_Tarea escrita 1_:
Según el texto sobre el Estado de excepción constitucional, ¿qué implica gobernar por decreto? Responde en una a tres oraciones.
_Tarea escrita 2_:
Prosigue el texto sobre el Estado de excepción constitucional a partir de su última oración.

_Sección de texto_:

========================================================================

Desde octubre de 2019, con algunas interrupciones, hemos naturalizado la situación de vivir en un Estado de excepción constitucional, que no es otra cosa que la suspensión de algunos derechos humanos fundamentales -sobre todo el de libertad de movimiento- por un (supuesto) bien mayor. También nos hemos acostumbrado a que el Presidente Sebastián Piñera gobierne por decreto. Gobernar por decreto supone, de suyo, arrogarse el poder de legislar y, en última instancia, desconocer la necesidad del consenso entre las y los representantes de la voluntad del pueblo (una representación que, en todo caso, está bastante cuestionada por estos días).

========================================================================

_Filas_:
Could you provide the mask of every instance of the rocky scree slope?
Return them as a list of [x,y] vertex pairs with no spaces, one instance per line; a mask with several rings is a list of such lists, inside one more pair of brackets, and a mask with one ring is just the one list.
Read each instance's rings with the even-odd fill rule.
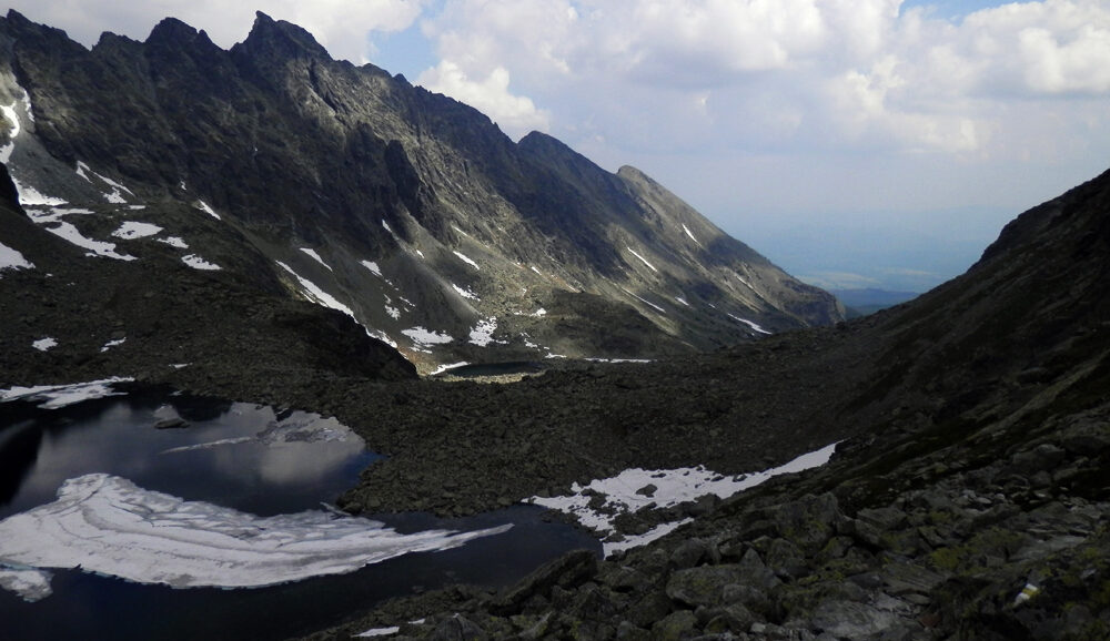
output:
[[[684,363],[703,389],[674,398],[692,404],[743,395],[749,364],[765,374],[744,400],[757,420],[731,417],[703,456],[747,449],[767,420],[778,445],[756,446],[773,457],[790,455],[784,441],[842,439],[824,468],[702,505],[645,548],[574,553],[509,590],[396,600],[313,638],[397,625],[392,638],[1106,639],[1108,221],[1110,172],[1019,216],[967,274],[918,301],[699,357],[702,369]],[[670,363],[559,376],[613,376],[633,405]],[[778,405],[790,389],[795,401]],[[781,414],[803,420],[775,423]],[[706,423],[684,431],[696,440]],[[660,448],[683,442],[648,429]],[[614,438],[592,454],[634,439]]]
[[514,143],[262,13],[230,51],[173,19],[88,50],[10,11],[0,103],[2,160],[44,228],[114,242],[158,225],[120,253],[141,265],[176,238],[188,264],[340,309],[424,372],[687,353],[841,317],[638,171],[539,133]]

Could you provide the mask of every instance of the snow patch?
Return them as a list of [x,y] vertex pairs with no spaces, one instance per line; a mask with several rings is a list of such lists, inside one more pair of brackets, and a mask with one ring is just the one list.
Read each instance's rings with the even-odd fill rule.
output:
[[83,163],[81,161],[77,161],[77,170],[75,170],[75,172],[77,172],[78,176],[80,176],[80,177],[84,179],[85,181],[88,181],[89,184],[92,184],[92,179],[89,177],[89,174],[92,174],[92,175],[97,176],[98,179],[100,179],[100,181],[103,182],[105,185],[112,187],[111,192],[103,194],[104,200],[108,201],[109,203],[117,204],[117,205],[127,204],[128,201],[127,201],[127,199],[123,197],[123,192],[127,192],[132,197],[134,197],[134,192],[132,192],[128,187],[121,185],[120,183],[113,181],[112,179],[110,179],[110,177],[108,177],[105,175],[98,174],[97,172],[94,172],[91,169],[89,169],[89,165],[87,165],[85,163]]
[[478,264],[477,264],[477,263],[475,263],[474,261],[472,261],[472,260],[470,260],[468,257],[466,257],[466,255],[465,255],[465,254],[463,254],[462,252],[455,252],[455,251],[452,251],[451,253],[452,253],[452,254],[454,254],[454,255],[456,255],[456,256],[458,256],[458,260],[460,260],[460,261],[462,261],[462,262],[466,263],[466,264],[467,264],[467,265],[470,265],[471,267],[474,267],[475,269],[481,269],[481,267],[478,267]]
[[182,256],[181,262],[189,265],[193,269],[201,269],[203,272],[218,272],[222,269],[220,265],[215,263],[209,263],[204,258],[201,258],[196,254],[189,254],[188,256]]
[[441,366],[436,367],[431,374],[428,374],[428,376],[435,376],[436,374],[443,374],[444,372],[448,372],[451,369],[455,369],[456,367],[464,367],[466,365],[470,365],[470,363],[466,362],[466,360],[460,360],[458,363],[452,363],[450,365],[441,365]]
[[493,337],[493,333],[497,330],[497,317],[491,316],[488,318],[480,319],[477,324],[471,329],[471,343],[477,345],[478,347],[486,347],[491,343],[496,343],[498,345],[504,345],[506,340],[496,340]]
[[40,225],[53,224],[52,227],[47,227],[47,231],[56,236],[64,238],[65,241],[81,247],[83,250],[89,250],[87,256],[102,256],[105,258],[115,258],[117,261],[135,261],[134,256],[128,254],[118,254],[115,252],[115,243],[105,243],[102,241],[94,241],[88,238],[81,234],[80,231],[72,223],[67,223],[62,220],[63,216],[70,214],[91,214],[90,210],[81,208],[59,208],[52,207],[50,213],[42,212],[40,210],[27,210],[27,215],[30,216],[32,221]]
[[443,345],[445,343],[451,343],[454,338],[450,334],[436,333],[432,329],[425,329],[424,327],[416,326],[408,329],[402,329],[402,334],[412,339],[413,344],[417,347],[430,347],[432,345]]
[[747,325],[748,327],[750,327],[754,332],[758,332],[760,334],[767,334],[767,335],[771,334],[770,332],[767,332],[766,329],[764,329],[763,327],[760,327],[758,324],[753,323],[751,320],[748,320],[747,318],[740,318],[739,316],[736,316],[736,315],[733,315],[733,314],[729,314],[728,316],[730,318],[735,319],[735,320],[739,320],[740,323],[744,323],[745,325]]
[[[776,476],[820,467],[833,457],[836,446],[837,444],[833,444],[804,454],[776,468],[737,476],[723,476],[702,466],[666,470],[632,468],[615,477],[595,479],[586,487],[574,484],[571,486],[574,494],[568,496],[532,497],[527,502],[573,515],[583,526],[606,536],[615,532],[614,522],[622,513],[632,513],[648,506],[653,506],[652,509],[655,510],[666,510],[707,495],[725,499]],[[655,490],[645,491],[648,486],[655,486]],[[605,502],[591,507],[591,501],[595,501],[598,495],[604,496]],[[686,521],[664,523],[645,535],[626,537],[623,541],[603,541],[602,548],[605,556],[609,556],[617,550],[643,546],[684,522]]]
[[44,570],[0,564],[0,590],[16,592],[30,603],[53,593],[51,578],[50,572]]
[[362,266],[366,267],[367,269],[370,269],[370,273],[373,274],[373,275],[375,275],[375,276],[377,276],[379,278],[384,278],[385,277],[385,276],[382,276],[382,268],[379,267],[377,263],[375,263],[373,261],[362,261]]
[[11,182],[16,185],[16,191],[19,192],[19,204],[23,206],[57,207],[65,204],[64,199],[48,196],[33,186],[19,182],[16,176],[11,176]]
[[389,628],[371,628],[365,632],[360,632],[355,634],[359,639],[369,639],[372,637],[390,637],[391,634],[396,634],[401,631],[400,625],[390,625]]
[[33,269],[34,264],[18,251],[0,243],[0,272],[3,269]]
[[0,403],[10,400],[41,400],[41,409],[60,409],[93,398],[123,396],[122,391],[112,389],[113,383],[129,383],[134,378],[113,376],[101,380],[74,383],[71,385],[40,385],[37,387],[12,387],[0,389]]
[[282,263],[281,261],[276,261],[276,263],[282,269],[285,269],[286,272],[292,274],[294,278],[296,278],[296,281],[301,284],[301,294],[303,294],[305,298],[317,305],[322,305],[324,307],[331,307],[332,309],[339,309],[340,312],[343,312],[344,314],[346,314],[352,318],[355,317],[354,312],[352,312],[350,307],[347,307],[343,303],[340,303],[339,299],[336,299],[334,296],[317,287],[315,283],[313,283],[307,278],[304,278],[303,276],[294,272],[293,268],[286,265],[285,263]]
[[11,123],[11,131],[8,132],[8,144],[0,147],[0,162],[3,164],[8,164],[11,160],[11,152],[16,151],[16,139],[21,131],[19,114],[16,113],[17,102],[11,103],[10,106],[0,105],[0,113],[3,113],[4,120]]
[[31,347],[34,347],[39,352],[48,352],[53,347],[58,347],[58,340],[47,336],[46,338],[39,338],[34,343],[31,343]]
[[686,235],[689,236],[690,240],[694,241],[694,243],[697,244],[698,247],[702,246],[702,243],[698,243],[697,238],[694,237],[694,232],[692,232],[690,228],[686,226],[686,223],[683,223],[683,231],[686,232]]
[[304,252],[305,254],[312,256],[312,260],[314,260],[315,262],[317,262],[321,265],[327,267],[329,272],[334,272],[335,271],[335,269],[332,269],[331,265],[329,265],[327,263],[325,263],[324,260],[320,257],[320,254],[317,254],[315,250],[313,250],[311,247],[301,247],[301,251]]
[[90,474],[62,484],[54,502],[0,521],[0,558],[173,588],[254,588],[457,548],[509,528],[401,535],[319,510],[258,517]]
[[103,352],[108,352],[112,347],[119,347],[120,345],[123,345],[123,343],[125,340],[127,340],[127,337],[119,338],[117,340],[109,340],[108,343],[104,343],[103,347],[100,348],[100,352],[103,353]]
[[470,289],[463,289],[462,287],[455,285],[454,283],[451,284],[451,288],[457,292],[458,295],[462,296],[463,298],[470,298],[471,301],[481,301],[477,294],[471,292]]
[[389,334],[382,332],[381,329],[371,329],[370,327],[366,327],[365,325],[362,324],[361,320],[359,320],[359,317],[354,315],[354,312],[350,307],[347,307],[343,303],[340,303],[339,299],[336,299],[334,296],[317,287],[316,284],[313,283],[312,281],[294,272],[293,268],[286,265],[285,263],[282,263],[281,261],[274,261],[274,262],[278,263],[278,266],[280,266],[282,269],[285,269],[294,278],[296,278],[296,282],[300,283],[301,285],[301,295],[307,298],[311,303],[315,303],[316,305],[329,307],[331,309],[336,309],[339,312],[346,314],[352,319],[354,319],[355,323],[362,326],[363,330],[366,332],[367,336],[370,336],[371,338],[377,338],[379,340],[385,343],[386,345],[393,347],[394,349],[397,348],[396,342],[390,338]]
[[640,303],[643,303],[645,305],[650,305],[652,307],[655,307],[659,312],[659,314],[666,314],[667,313],[666,309],[664,309],[663,307],[659,307],[655,303],[652,303],[647,298],[644,298],[643,296],[637,296],[636,294],[633,294],[632,292],[629,292],[628,289],[625,289],[624,287],[620,287],[620,288],[624,289],[625,294],[628,294],[629,296],[632,296],[633,298],[636,298]]
[[135,238],[145,238],[147,236],[155,236],[161,231],[162,227],[159,227],[158,225],[127,221],[120,225],[119,230],[112,232],[112,235],[117,238],[123,238],[124,241],[133,241]]
[[647,265],[648,267],[650,267],[650,269],[653,272],[655,272],[655,273],[659,272],[658,269],[655,268],[655,265],[648,263],[647,258],[645,258],[644,256],[640,256],[639,254],[637,254],[635,250],[633,250],[632,247],[629,247],[627,245],[625,245],[625,248],[628,250],[629,252],[632,252],[633,256],[636,256],[637,258],[639,258],[642,263],[644,263],[645,265]]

========================================================================

_Resultado esperado 1_:
Gobernar por decreto implica arrogarse el poder de legislar. En última instancia, también supone desconocer la necesidad del consenso entre las y los representantes de la voluntad del pueblo.

_Resultado esperado 2_:
La gestión (el control) de las migraciones ha sido uno de los terrenos en que ha operado esta forma de gobernar, ya sea recurriendo a decretos o a medidas administrativas para legislar en la materia. De hecho, no hay que olvidar que, hasta hace muy poco, el ámbito de las migraciones era regulado en el país, principalmente, por un decreto-ley (el 1.094, de 1975). La figura del decreto-ley se instituyó con la dictadura militar, siendo una norma que, tanto en su nombre como en su “contexto de producción”, revela su carácter ilegítimo y anti-democrático. De todos modos, la norma que ha venido a reemplazar ese decreto -la nueva ley de migraciones- tampoco está libre de una gestación poco apegada a la deliberación democrática: se desoyó a las organizaciones de migrantes durante buena parte de su tramitación y el texto aprobado tiene vicios de inconstitucionalidad (violando derechos) reconocidos recientemente por el Tribunal Constitucional.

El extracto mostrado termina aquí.